Exercise requirements -
Starting with the line that contains "trace --target=white paper" and continuing through the line that contains "M125 61L110 68L101", rewrite those lines as a numbered list, leaving out any blank lines.

Records shown -

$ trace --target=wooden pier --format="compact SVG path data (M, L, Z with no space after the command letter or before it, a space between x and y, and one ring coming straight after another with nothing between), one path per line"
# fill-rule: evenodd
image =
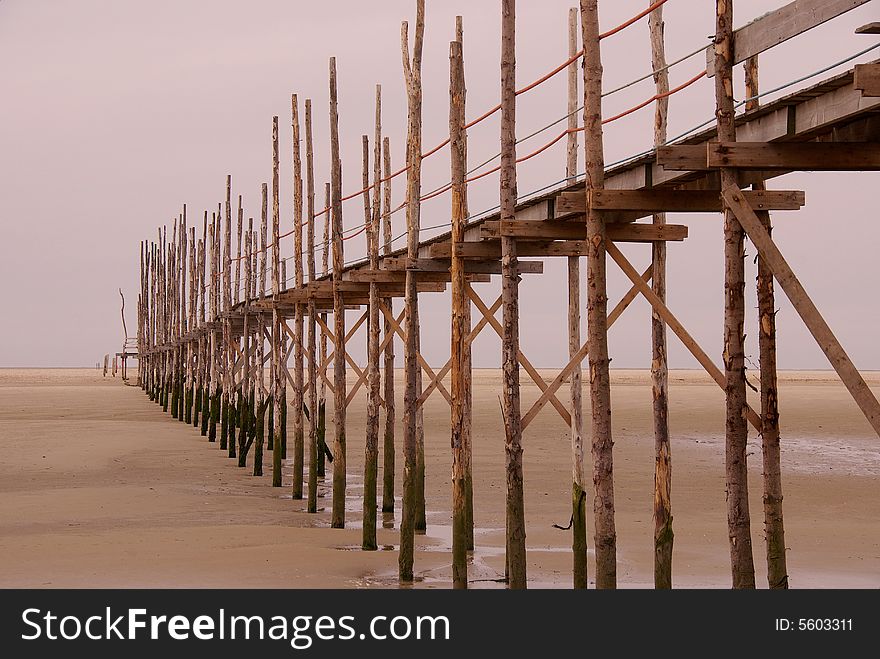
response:
M788 297L878 435L880 404L772 237L774 232L790 230L784 222L773 226L775 213L800 209L807 202L806 193L768 189L767 182L794 171L880 169L880 63L859 64L761 103L758 57L868 0L798 0L739 30L733 29L735 2L717 0L714 30L706 27L707 33L714 31L714 42L706 49L705 58L702 52L697 56L699 66L705 68L677 87L670 87L670 78L683 76L666 64L663 43L665 2L646 2L644 11L631 21L603 33L599 29L598 1L580 0L580 7L569 14L567 29L560 30L560 38L568 37L569 60L517 90L516 3L500 0L501 103L470 122L467 117L475 113L467 109L465 31L459 18L456 39L449 50L449 138L435 148L425 149L421 70L425 3L416 0L414 29L403 23L401 35L408 98L406 162L395 164L399 170L392 166L389 139L382 131L381 89L377 88L375 112L364 113L363 117L372 132L372 137L363 137L363 189L342 189L340 82L335 59L331 60L329 145L319 147L314 142L313 122L317 118L312 114L312 100L304 99L302 103L296 94L291 97L292 209L282 209L279 203L279 168L285 155L279 153L280 122L274 117L273 174L271 182L262 186L259 226L254 226L251 217L244 222L247 214L239 197L235 255L231 177L225 182L223 201L204 211L199 236L196 227L190 226L184 206L170 229L159 229L157 238L141 244L136 347L126 343L119 354L123 378L127 377L127 358L136 356L137 381L150 399L170 411L172 417L200 428L209 441L216 441L219 428L220 450L241 467L250 461L254 476L262 476L265 446L272 455L271 478L276 487L285 485L282 461L291 460L293 479L287 486L293 499L306 500L309 512L317 510L319 479L325 477L325 465L329 463L333 527L342 528L348 521L347 438L364 432L362 549L377 548L377 510L381 506L382 512L394 511L395 469L402 470L402 582L412 581L417 574L414 537L426 525L422 410L430 396L442 396L450 406L453 585L466 588L467 554L474 548L476 503L471 448L481 439L471 430L474 409L470 350L481 332L495 332L502 345L499 399L505 432L508 585L525 588L528 583L523 512L527 474L523 473L522 434L549 405L571 428L574 585L587 587L589 527L594 534L596 586L614 588L618 579L608 332L641 296L652 307L655 585L673 585L675 484L671 465L675 438L670 436L667 424L666 373L667 331L671 331L725 393L732 584L736 588L758 585L746 469L750 424L760 433L763 444L767 585L786 588L775 287ZM642 20L650 27L656 94L628 112L605 117L600 43ZM863 32L871 34L870 30ZM853 35L854 49L868 45L864 40L869 38ZM733 97L732 79L738 64L744 64L746 75L749 98L744 104L735 104ZM519 155L517 97L537 93L533 90L542 82L563 73L568 75L569 92L567 98L558 99L558 106L560 112L567 112L565 131L547 147ZM668 142L669 97L704 77L714 82L715 102L711 106L707 103L706 109L715 111L715 125ZM607 167L603 126L647 107L655 113L655 148ZM473 174L468 170L468 131L494 114L501 118L500 165ZM539 157L562 139L567 142L566 162L556 173L564 173L564 182L523 198L517 189L517 165ZM579 143L583 173L578 173ZM316 148L326 148L331 156L328 183L323 189L317 183L314 167ZM422 160L440 157L435 155L440 153L449 155L450 183L425 194ZM472 217L468 186L496 171L500 172L497 212ZM392 207L394 182L405 182L401 188L405 189L405 202L400 208ZM437 224L435 220L448 222L449 231L423 238L421 204L443 193L451 198L449 215L432 215L431 224ZM359 200L363 204L362 222L360 209L355 210ZM347 204L349 201L352 203ZM395 248L391 220L397 211L406 216L406 240L405 245ZM688 236L686 225L667 223L667 213L715 214L719 218L717 228L724 240L725 265L721 366L667 306L666 243L686 241ZM366 253L352 254L346 250L346 243L361 234L367 238ZM282 258L281 241L291 235L294 254ZM759 257L759 309L753 318L745 305L746 240ZM647 269L631 263L619 243L650 245L651 263ZM321 269L319 251L323 256ZM547 383L520 347L519 286L526 277L540 277L544 259L553 257L566 259L568 266L567 321L560 322L567 322L569 361ZM291 279L287 277L288 261L292 261ZM606 268L619 268L632 284L619 301L608 299ZM485 299L477 284L493 277L500 277L502 293L498 299ZM587 293L586 309L580 308L581 287ZM422 354L419 303L425 295L447 289L451 289L450 357L436 368ZM403 301L402 307L398 305L402 309L399 314L395 313L396 299ZM351 311L359 315L353 324L347 324L355 317L347 318L346 312ZM581 336L582 318L586 340ZM760 337L758 409L750 406L746 396L747 327L755 327ZM366 337L366 364L358 363L347 350L352 341L360 340L356 338L359 333ZM401 352L402 382L394 377L395 357ZM587 369L588 417L582 409L582 367ZM353 386L346 378L349 371L355 376ZM522 406L520 398L523 377L541 390L538 400L528 408ZM564 384L568 384L567 390ZM400 389L403 409L395 409L394 393ZM332 394L332 424L326 423L328 390ZM346 424L346 408L357 396L367 400L365 429ZM402 420L400 425L396 425L398 419ZM292 431L290 440L288 428ZM396 428L400 436L395 435ZM584 466L588 447L593 458L592 486ZM593 515L588 523L590 508Z

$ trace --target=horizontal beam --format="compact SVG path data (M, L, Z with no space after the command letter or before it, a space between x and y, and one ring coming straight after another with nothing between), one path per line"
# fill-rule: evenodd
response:
M856 64L853 87L862 92L862 96L880 97L880 64Z
M705 147L700 147L705 159ZM799 210L806 201L800 190L750 190L744 193L752 208L768 211ZM585 195L579 195L581 212L586 207ZM591 195L593 208L603 211L625 210L652 213L717 213L721 212L719 190L595 190Z
M383 265L389 270L415 270L417 272L448 272L451 264L449 258L439 259L408 259L405 256L387 258ZM500 275L501 261L466 261L465 273L472 283L487 283L490 279L483 275ZM518 272L521 275L544 274L543 261L519 261Z
M880 144L875 142L710 142L709 167L839 172L880 170Z
M770 234L764 228L761 220L755 215L755 211L745 202L741 192L738 189L731 188L724 190L724 199L730 205L736 219L742 225L749 240L758 250L761 258L764 259L767 266L773 272L773 277L779 282L782 290L788 296L792 306L800 315L804 325L810 330L813 338L819 344L822 352L828 358L829 363L837 371L841 381L849 390L859 409L865 415L868 423L874 428L874 431L880 435L880 403L874 397L873 392L868 388L861 373L856 369L852 360L846 354L843 346L834 336L828 323L819 313L816 305L807 295L800 280L794 274L791 266L785 260L782 252L773 242Z
M719 198L719 208L721 206ZM489 221L480 233L483 238L532 238L538 240L586 240L585 222L557 221ZM616 242L680 241L687 238L686 226L677 224L613 224L606 228L606 236Z
M733 33L734 64L822 25L869 0L795 0ZM706 48L706 73L715 75L715 47Z

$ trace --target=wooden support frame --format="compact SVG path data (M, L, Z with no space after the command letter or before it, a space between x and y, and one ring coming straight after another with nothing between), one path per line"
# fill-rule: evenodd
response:
M465 287L465 292L470 300L474 303L474 306L477 307L479 312L483 315L483 318L492 326L492 329L495 330L495 333L498 334L499 337L503 336L503 328L501 323L498 322L498 319L495 318L494 314L489 312L489 308L486 306L486 303L477 295L477 292L470 286L467 285ZM529 377L532 378L532 381L538 386L538 389L541 392L545 392L549 387L546 382L544 382L544 378L541 377L541 374L538 373L538 370L532 366L532 363L528 360L528 358L523 354L522 350L517 350L517 360L520 365L525 369L526 373L529 374ZM559 416L562 417L562 420L565 421L567 425L571 425L571 413L568 411L568 408L562 403L555 394L549 395L550 404L559 412Z
M761 171L878 171L880 148L874 142L849 142L846 148L834 142L709 142L706 164Z
M660 314L660 317L663 319L663 322L666 323L666 326L675 333L682 344L684 344L684 347L688 349L688 351L700 363L700 366L702 366L712 379L715 380L718 386L724 389L727 386L727 379L725 378L724 373L722 373L721 369L715 365L715 362L713 362L709 355L707 355L700 347L700 344L690 335L684 325L679 322L678 318L676 318L669 310L669 307L667 307L657 294L654 293L644 279L639 277L638 271L633 267L626 256L623 255L623 252L614 245L608 245L607 251L608 255L615 263L617 263L623 273L636 286L636 288L639 289L639 293L641 293L657 313ZM756 430L760 431L761 417L758 413L755 412L751 406L747 405L745 408L745 414L749 423L751 423Z
M723 194L761 258L773 271L773 276L779 282L779 286L785 291L792 306L804 321L807 329L810 330L813 338L816 339L819 348L822 349L831 366L837 371L844 386L852 395L862 414L865 415L868 423L871 424L874 432L880 436L880 403L868 388L861 373L856 369L837 337L834 336L828 323L819 313L782 252L779 251L776 243L773 242L761 224L761 220L755 215L755 211L745 202L740 190L725 188Z
M733 61L745 62L765 50L822 25L869 0L795 0L733 33ZM715 75L715 50L706 48L706 73Z
M679 153L678 149L687 149ZM706 147L696 149L685 147L660 147L663 158L658 154L658 162L674 162L675 168L692 170L706 168ZM687 156L687 158L685 158ZM743 194L752 208L760 210L800 210L806 203L806 195L801 190L748 190ZM584 213L584 195L578 192L565 192L557 197L557 212ZM647 190L594 190L590 195L594 208L603 211L639 211L645 216L654 213L720 213L721 197L718 190L676 190L654 188ZM610 228L610 227L609 227Z

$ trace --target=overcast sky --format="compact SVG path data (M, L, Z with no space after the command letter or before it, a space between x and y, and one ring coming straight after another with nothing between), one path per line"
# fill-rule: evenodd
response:
M518 82L530 82L567 56L566 20L572 0L518 3ZM737 25L784 4L737 0ZM873 4L873 3L871 3ZM877 18L871 4L768 53L761 85L769 89L843 59L876 37L853 30ZM608 29L642 10L647 0L600 2ZM665 8L667 53L676 59L708 43L714 2L670 0ZM312 98L317 178L327 180L327 65L339 67L341 140L346 190L360 181L360 136L372 134L374 85L384 90L384 126L392 140L395 168L403 161L406 102L399 33L414 20L414 0L2 0L0 1L0 366L93 365L122 344L121 287L127 321L136 328L138 244L172 222L182 204L191 224L225 195L225 177L243 194L246 216L259 216L259 190L271 176L271 121L280 116L282 226L292 223L290 94ZM448 131L448 43L454 17L465 22L468 116L498 102L500 2L429 0L425 44L424 142ZM869 56L862 57L865 61ZM647 21L603 42L605 87L650 70ZM704 65L701 56L671 72L677 85ZM848 66L851 66L848 65ZM837 70L843 70L841 67ZM830 74L826 74L830 75ZM736 72L742 97L742 72ZM820 80L816 78L815 81ZM812 82L812 81L811 81ZM809 84L809 83L804 83ZM646 81L606 99L606 115L653 94ZM670 136L712 117L712 83L699 82L675 96ZM565 76L520 97L518 134L526 135L565 114ZM653 112L646 108L609 126L609 162L650 146ZM526 145L549 141L555 128ZM498 150L497 121L471 131L474 165ZM583 162L581 157L580 162ZM562 144L521 166L521 194L562 177ZM425 163L424 189L448 181L448 152ZM402 181L402 179L398 179ZM863 369L880 368L876 336L880 226L877 174L798 174L771 187L802 189L807 206L780 213L775 236L808 292L845 348ZM397 183L395 204L403 198ZM471 210L494 206L497 177L470 191ZM345 207L345 225L362 222L360 200ZM426 202L423 226L448 222L449 198ZM690 238L669 250L669 305L720 363L723 323L722 226L717 215L671 217L690 226ZM395 216L395 234L404 223ZM292 239L284 246L292 252ZM347 243L346 256L363 254ZM647 246L627 249L639 269ZM748 352L757 362L753 337L753 247L748 247ZM292 269L291 269L292 271ZM545 275L528 276L521 289L522 346L538 366L563 364L567 354L563 259L548 262ZM609 266L611 304L628 283ZM494 300L498 287L481 285ZM428 359L449 354L449 298L423 298L423 348ZM490 302L491 302L490 300ZM782 299L778 315L781 368L827 368L800 319ZM476 312L475 312L476 313ZM639 300L611 331L613 366L650 364L648 306ZM358 340L357 351L363 341ZM484 332L475 344L475 365L497 366L499 344ZM696 362L670 337L670 365Z

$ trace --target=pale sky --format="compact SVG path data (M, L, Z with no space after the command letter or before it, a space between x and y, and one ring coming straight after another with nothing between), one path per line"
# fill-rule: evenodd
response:
M523 85L567 57L566 21L572 0L518 3L518 83ZM601 0L608 29L641 11L647 0ZM741 25L784 4L737 0ZM873 3L780 46L761 59L761 86L770 89L812 73L875 43L853 30L876 20ZM711 0L670 0L665 6L669 60L708 43L714 32ZM312 98L318 185L327 180L327 67L339 67L341 142L346 191L360 187L360 136L372 136L373 94L384 90L384 128L395 169L403 162L406 102L399 46L400 22L414 21L414 0L0 0L0 366L94 365L122 344L118 288L126 293L129 332L136 328L138 245L171 224L182 204L190 226L205 209L243 194L245 217L259 217L259 190L271 176L271 121L279 115L282 148L282 226L292 226L290 94ZM468 116L499 98L498 0L429 0L425 44L424 143L448 134L448 43L454 17L464 16ZM866 61L866 55L858 61ZM650 70L647 21L603 42L605 88ZM704 66L697 56L670 73L673 86ZM818 82L852 64L803 85ZM738 98L742 71L736 72ZM789 90L791 91L791 90ZM654 93L640 83L605 101L606 115ZM785 93L785 92L783 92ZM778 96L778 95L777 95ZM771 97L772 98L772 97ZM520 97L518 134L563 116L565 76ZM712 83L700 81L670 104L670 136L710 119ZM609 162L650 146L653 110L646 108L605 132ZM520 147L530 152L554 128ZM498 123L470 134L471 166L498 150ZM583 163L581 156L580 162ZM562 144L519 170L528 193L560 179ZM448 181L448 152L425 162L424 191ZM395 205L403 198L398 179ZM868 282L877 278L880 223L877 174L798 174L770 187L806 190L807 206L779 213L775 237L844 347L862 369L880 369L876 336L880 302ZM498 202L497 177L471 186L476 213ZM361 201L345 207L347 227L363 221ZM449 221L449 198L423 205L423 226ZM404 218L395 216L395 235ZM690 238L669 249L669 306L720 364L723 323L723 244L718 215L670 216L688 224ZM430 233L430 232L429 232ZM292 252L292 239L283 250ZM398 243L399 245L400 243ZM346 245L361 256L363 243ZM644 269L648 246L627 253ZM748 354L757 363L753 247L747 248ZM613 305L628 282L609 265ZM290 266L292 274L292 264ZM481 285L488 303L498 286ZM423 352L442 365L449 354L448 294L422 298ZM399 304L399 303L398 303ZM780 368L828 368L800 319L779 291ZM399 308L399 307L398 307ZM524 352L539 367L567 361L564 259L548 261L543 276L521 287ZM475 311L475 322L476 322ZM650 364L648 305L637 301L610 334L612 365ZM352 347L362 352L358 338ZM670 366L696 362L670 334ZM499 364L497 337L475 343L475 366Z

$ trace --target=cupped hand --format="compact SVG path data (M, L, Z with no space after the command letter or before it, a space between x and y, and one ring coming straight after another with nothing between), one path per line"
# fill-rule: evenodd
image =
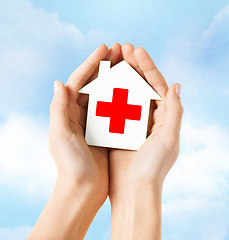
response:
M128 62L162 97L152 101L149 110L148 136L138 151L111 149L109 154L110 189L113 200L132 189L161 189L164 179L179 153L183 108L180 84L169 89L148 53L141 47L122 45Z
M88 96L79 94L83 85L96 78L101 60L118 61L120 45L110 50L98 47L69 77L66 86L57 81L50 105L49 146L58 178L77 186L89 184L101 203L108 194L108 149L88 146L84 140ZM99 189L99 191L97 191Z

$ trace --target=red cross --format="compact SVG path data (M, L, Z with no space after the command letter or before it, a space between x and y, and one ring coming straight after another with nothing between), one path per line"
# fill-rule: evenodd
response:
M125 120L141 119L142 106L127 104L128 89L114 88L112 102L98 101L96 116L110 118L110 133L124 133Z

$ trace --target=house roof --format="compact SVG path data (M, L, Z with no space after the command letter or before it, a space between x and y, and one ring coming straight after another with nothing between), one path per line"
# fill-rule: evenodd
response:
M102 94L107 88L132 89L144 98L162 100L155 90L126 62L110 68L110 61L101 61L98 77L79 90L80 93Z

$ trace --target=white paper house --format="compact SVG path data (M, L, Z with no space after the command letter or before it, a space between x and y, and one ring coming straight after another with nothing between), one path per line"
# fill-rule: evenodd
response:
M125 61L110 68L101 61L98 77L80 89L89 94L88 145L137 150L146 140L150 100L161 100Z

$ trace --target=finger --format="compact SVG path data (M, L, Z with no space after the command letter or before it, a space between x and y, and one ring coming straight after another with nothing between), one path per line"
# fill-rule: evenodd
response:
M142 47L138 47L134 50L134 57L143 71L147 82L162 98L165 98L168 91L167 83L162 74L158 71L149 54Z
M183 116L183 107L180 99L180 84L173 84L165 99L165 120L164 126L167 136L180 136L181 120Z
M99 62L106 57L107 53L107 46L102 44L71 74L66 84L69 99L73 101L77 99L78 91L93 74Z
M122 59L123 58L122 58L121 45L119 43L114 43L109 49L105 60L110 61L111 67L112 67L118 62L122 61ZM94 73L91 75L88 82L96 79L97 77L98 77L98 71L94 71Z
M134 46L130 43L123 44L122 45L122 54L123 54L124 60L143 77L144 76L143 72L139 68L139 65L136 62L135 57L134 57Z
M68 93L60 81L54 83L54 96L50 105L50 132L63 133L68 130Z

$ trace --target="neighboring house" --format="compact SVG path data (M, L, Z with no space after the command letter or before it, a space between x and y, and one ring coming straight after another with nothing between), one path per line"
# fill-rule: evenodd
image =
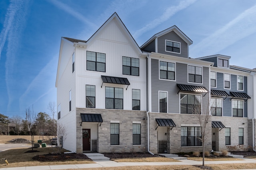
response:
M63 147L202 150L194 107L212 109L206 150L254 146L256 70L222 55L191 59L192 43L174 25L139 47L116 13L87 41L62 37L56 86Z

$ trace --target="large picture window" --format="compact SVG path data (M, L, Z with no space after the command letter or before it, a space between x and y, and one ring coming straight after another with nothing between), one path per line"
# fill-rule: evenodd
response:
M86 107L95 108L95 86L86 85Z
M123 89L106 87L106 108L123 109Z
M140 75L138 59L123 57L123 74Z
M110 145L119 145L119 123L110 123Z
M86 69L106 72L106 54L86 52Z
M202 67L188 66L188 82L202 83Z
M181 127L181 146L202 146L200 127Z
M175 80L175 64L160 61L160 78Z
M194 109L201 110L201 95L180 94L180 113L192 114Z

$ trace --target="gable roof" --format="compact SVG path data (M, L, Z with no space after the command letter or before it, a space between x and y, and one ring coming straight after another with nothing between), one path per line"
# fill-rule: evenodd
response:
M151 38L150 38L150 39L148 40L147 42L142 45L140 47L140 48L143 48L156 38L173 31L178 34L183 40L187 43L189 45L190 45L193 43L192 40L185 35L185 34L183 33L183 32L178 27L177 27L176 25L174 25L154 35Z

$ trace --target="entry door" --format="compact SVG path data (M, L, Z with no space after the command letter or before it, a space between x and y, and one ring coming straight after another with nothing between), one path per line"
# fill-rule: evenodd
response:
M91 129L83 129L83 150L91 150Z

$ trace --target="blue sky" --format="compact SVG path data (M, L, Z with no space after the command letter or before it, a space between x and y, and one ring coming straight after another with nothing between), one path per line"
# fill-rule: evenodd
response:
M193 41L190 57L221 54L256 67L254 0L0 1L0 113L49 113L61 37L87 40L116 12L139 45L176 25Z

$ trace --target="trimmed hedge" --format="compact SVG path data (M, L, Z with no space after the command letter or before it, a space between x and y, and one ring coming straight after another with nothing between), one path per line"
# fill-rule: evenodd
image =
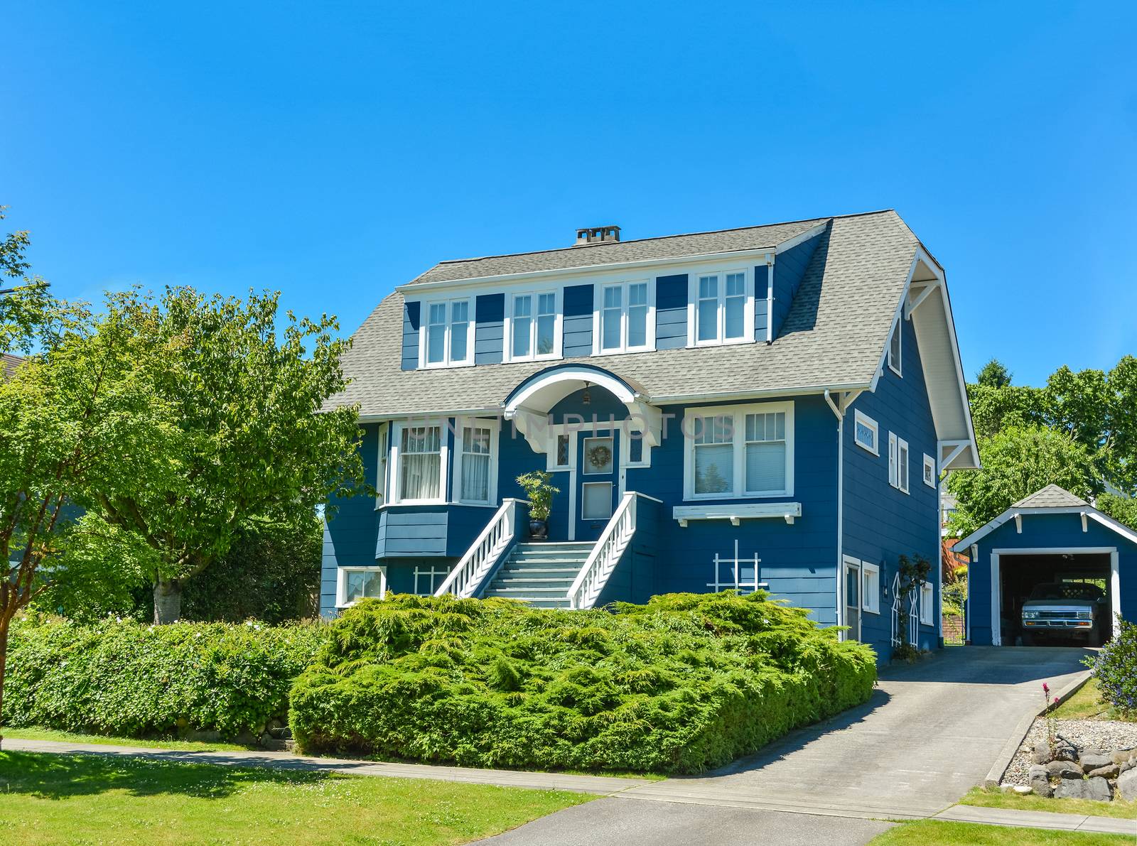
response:
M285 716L289 687L326 631L317 624L17 621L5 723L127 737L257 733Z
M547 611L365 600L291 692L294 737L471 766L698 772L865 702L873 652L764 594Z

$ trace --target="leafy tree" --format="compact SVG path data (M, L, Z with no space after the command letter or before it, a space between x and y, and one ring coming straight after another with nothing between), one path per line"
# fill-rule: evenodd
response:
M138 326L140 364L175 437L152 475L97 492L88 540L127 532L153 586L153 619L181 616L183 587L223 559L242 532L296 525L330 496L363 486L354 407L322 412L347 382L332 317L277 321L276 293L247 300L167 289L114 295L108 321Z
M979 371L976 381L985 388L1006 388L1011 384L1011 375L1001 360L993 358Z
M970 534L1047 484L1086 499L1101 489L1101 451L1053 429L1005 429L980 440L979 456L981 470L955 471L947 479L958 500L949 525L955 537Z

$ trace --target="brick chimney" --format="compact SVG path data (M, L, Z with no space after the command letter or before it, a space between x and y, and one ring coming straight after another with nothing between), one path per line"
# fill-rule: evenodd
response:
M586 226L584 229L576 230L576 243L573 246L580 247L586 243L604 243L606 241L619 240L619 226Z

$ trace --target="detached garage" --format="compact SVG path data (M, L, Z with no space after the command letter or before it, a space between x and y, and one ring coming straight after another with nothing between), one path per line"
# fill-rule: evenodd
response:
M1056 484L961 540L972 644L1097 645L1137 620L1137 531Z

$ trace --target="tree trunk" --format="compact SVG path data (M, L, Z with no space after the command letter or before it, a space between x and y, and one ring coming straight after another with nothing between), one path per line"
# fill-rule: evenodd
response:
M8 624L10 620L0 620L0 731L3 731L3 677L8 666ZM3 735L0 735L0 748L3 748Z
M153 584L153 622L176 623L182 617L182 583L177 579L158 577Z

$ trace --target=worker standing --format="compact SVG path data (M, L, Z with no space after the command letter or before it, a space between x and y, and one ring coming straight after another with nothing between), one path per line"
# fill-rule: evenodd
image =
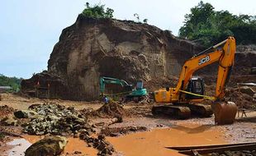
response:
M103 97L103 102L105 103L105 104L108 103L108 98L107 96Z

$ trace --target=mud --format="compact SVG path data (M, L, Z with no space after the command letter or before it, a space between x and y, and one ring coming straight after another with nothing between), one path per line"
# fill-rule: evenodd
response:
M107 127L102 129L101 134L103 134L106 136L119 136L145 131L147 131L145 126Z
M43 103L45 101L39 99L26 99L17 95L4 94L0 101L0 106L7 105L9 108L20 109L35 103ZM58 102L61 105L74 107L75 110L88 109L94 112L103 105L99 102L80 103L64 100L49 100L47 103ZM114 147L116 153L113 155L137 155L136 154L145 154L145 155L177 155L175 151L167 149L165 146L174 145L199 145L219 143L239 143L256 141L256 112L246 112L248 117L238 117L233 125L216 126L214 117L210 118L192 118L186 121L174 120L169 118L155 118L150 113L151 105L136 103L127 103L122 107L125 112L132 113L130 116L124 116L123 122L108 126L108 131L116 135L118 131L125 130L125 127L146 127L147 131L140 132L128 131L128 132L119 133L117 137L107 137ZM81 112L80 111L78 111ZM89 117L88 123L104 122L107 123L111 118L109 116L104 117ZM100 133L100 126L96 128L97 133L93 134L97 138ZM126 128L127 129L127 128ZM128 128L129 129L129 128ZM140 128L138 128L140 130ZM42 139L44 135L34 136L22 134L21 126L1 126L0 131L5 131L22 135L22 136L31 143ZM77 137L77 136L76 136ZM0 141L0 152L4 153L12 148L7 143L17 137L6 136ZM98 150L88 147L87 142L80 140L78 138L69 138L72 144L68 143L66 150L63 155L97 155ZM129 144L127 144L129 143ZM79 147L78 147L79 146ZM70 149L69 149L70 147ZM26 149L24 149L25 151ZM86 150L86 151L84 151ZM68 154L67 154L68 153Z
M13 113L14 109L7 105L0 106L0 119L2 117Z
M183 124L118 138L107 137L107 140L125 155L182 155L164 147L225 143L221 134L220 129L211 126Z
M110 102L94 111L92 114L101 117L111 117L116 116L128 116L129 112L126 112L116 102Z

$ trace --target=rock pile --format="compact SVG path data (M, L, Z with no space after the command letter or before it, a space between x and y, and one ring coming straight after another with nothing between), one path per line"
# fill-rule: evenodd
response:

Task answer -
1. $ trace --target=white paper house --format="compact SVG path data (M, L, Z with no space after the command letter or before it, a space between x and y, and one ring coming straight after another with nothing between), one path per line"
2. # fill-rule: evenodd
3. response:
4. M125 61L110 68L101 61L98 77L80 89L89 94L88 145L137 150L146 140L150 100L161 100Z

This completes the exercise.